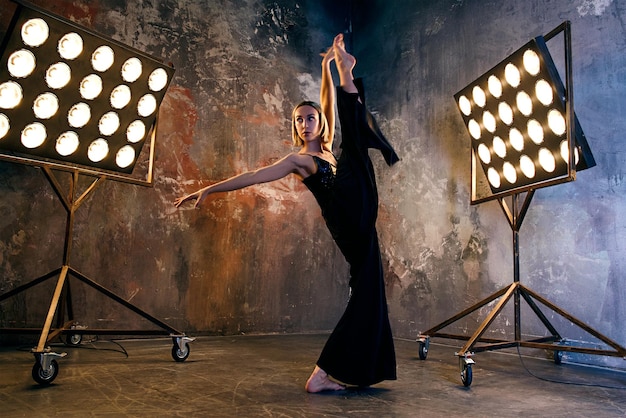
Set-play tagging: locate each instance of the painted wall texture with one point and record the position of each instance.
(260, 259)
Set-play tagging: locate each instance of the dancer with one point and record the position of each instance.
(360, 350)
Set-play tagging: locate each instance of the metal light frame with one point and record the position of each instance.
(515, 201)
(50, 161)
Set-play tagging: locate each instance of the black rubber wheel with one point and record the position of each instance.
(73, 339)
(45, 377)
(466, 375)
(179, 354)
(422, 350)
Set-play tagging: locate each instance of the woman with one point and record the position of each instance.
(360, 350)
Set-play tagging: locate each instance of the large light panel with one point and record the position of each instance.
(74, 97)
(517, 119)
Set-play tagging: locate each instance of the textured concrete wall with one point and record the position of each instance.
(261, 259)
(445, 255)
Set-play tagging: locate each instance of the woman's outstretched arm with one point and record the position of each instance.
(291, 163)
(327, 95)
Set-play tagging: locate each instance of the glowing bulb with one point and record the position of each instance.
(33, 135)
(125, 156)
(35, 32)
(4, 125)
(465, 105)
(484, 154)
(21, 63)
(46, 105)
(524, 103)
(131, 70)
(494, 177)
(90, 87)
(509, 172)
(58, 75)
(505, 112)
(98, 150)
(535, 131)
(79, 115)
(499, 147)
(544, 93)
(474, 129)
(109, 123)
(546, 160)
(67, 143)
(70, 46)
(516, 139)
(120, 96)
(158, 80)
(489, 122)
(527, 166)
(146, 105)
(102, 58)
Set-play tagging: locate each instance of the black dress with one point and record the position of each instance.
(360, 350)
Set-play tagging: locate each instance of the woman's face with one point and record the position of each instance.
(307, 122)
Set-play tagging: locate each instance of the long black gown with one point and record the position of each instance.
(360, 350)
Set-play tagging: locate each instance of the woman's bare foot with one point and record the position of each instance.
(319, 381)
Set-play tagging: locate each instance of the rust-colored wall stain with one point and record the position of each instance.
(261, 259)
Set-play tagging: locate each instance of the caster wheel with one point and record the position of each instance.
(422, 350)
(73, 339)
(179, 354)
(466, 375)
(466, 371)
(45, 377)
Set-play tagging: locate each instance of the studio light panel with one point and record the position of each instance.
(72, 96)
(516, 117)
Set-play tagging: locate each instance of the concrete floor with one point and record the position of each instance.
(264, 376)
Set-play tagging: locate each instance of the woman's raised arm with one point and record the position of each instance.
(281, 168)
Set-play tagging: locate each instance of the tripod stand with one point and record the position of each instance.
(46, 367)
(515, 215)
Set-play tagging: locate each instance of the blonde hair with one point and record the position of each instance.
(297, 141)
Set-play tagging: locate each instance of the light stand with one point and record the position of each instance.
(95, 104)
(527, 159)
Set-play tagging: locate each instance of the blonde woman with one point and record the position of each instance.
(360, 350)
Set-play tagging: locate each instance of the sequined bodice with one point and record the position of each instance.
(322, 181)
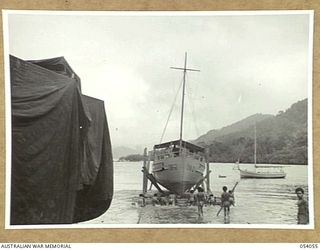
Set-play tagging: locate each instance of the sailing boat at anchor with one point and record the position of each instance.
(260, 174)
(179, 165)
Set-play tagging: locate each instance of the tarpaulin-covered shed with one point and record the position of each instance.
(62, 168)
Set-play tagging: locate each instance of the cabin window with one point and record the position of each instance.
(173, 166)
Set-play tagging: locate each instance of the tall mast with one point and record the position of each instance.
(255, 144)
(185, 69)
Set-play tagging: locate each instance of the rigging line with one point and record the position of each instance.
(174, 101)
(193, 111)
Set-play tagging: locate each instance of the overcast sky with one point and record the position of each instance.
(248, 64)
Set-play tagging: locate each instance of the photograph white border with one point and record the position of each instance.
(8, 143)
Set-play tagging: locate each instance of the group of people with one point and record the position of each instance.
(200, 199)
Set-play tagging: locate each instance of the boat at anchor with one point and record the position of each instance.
(261, 171)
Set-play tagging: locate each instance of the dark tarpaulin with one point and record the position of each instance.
(51, 132)
(96, 194)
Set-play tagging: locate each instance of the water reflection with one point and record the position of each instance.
(257, 201)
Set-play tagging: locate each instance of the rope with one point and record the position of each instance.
(175, 98)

+++

- _TASK BRIEF_: Copy exactly the line containing "Set-play tagging: locate each instance of the group" and every line after it, ending with the last line of the records above.

- _RESULT OF THIS TASK_:
Set-play tagging: locate each instance of the group of people with one point and record the position of each instance.
(200, 199)
Set-play tagging: locate each instance of the boat at anchor with one point and record the position of each instance.
(261, 171)
Set-play tagging: locate each instance of the dark tarpaulin with one point and record the position of each instance.
(51, 132)
(96, 194)
Set-play tagging: locate each instance of the water reflection with one point and record the position of each instance.
(257, 201)
Set-play tagging: locate each instance of the rope with one point and record the position of each instance.
(175, 98)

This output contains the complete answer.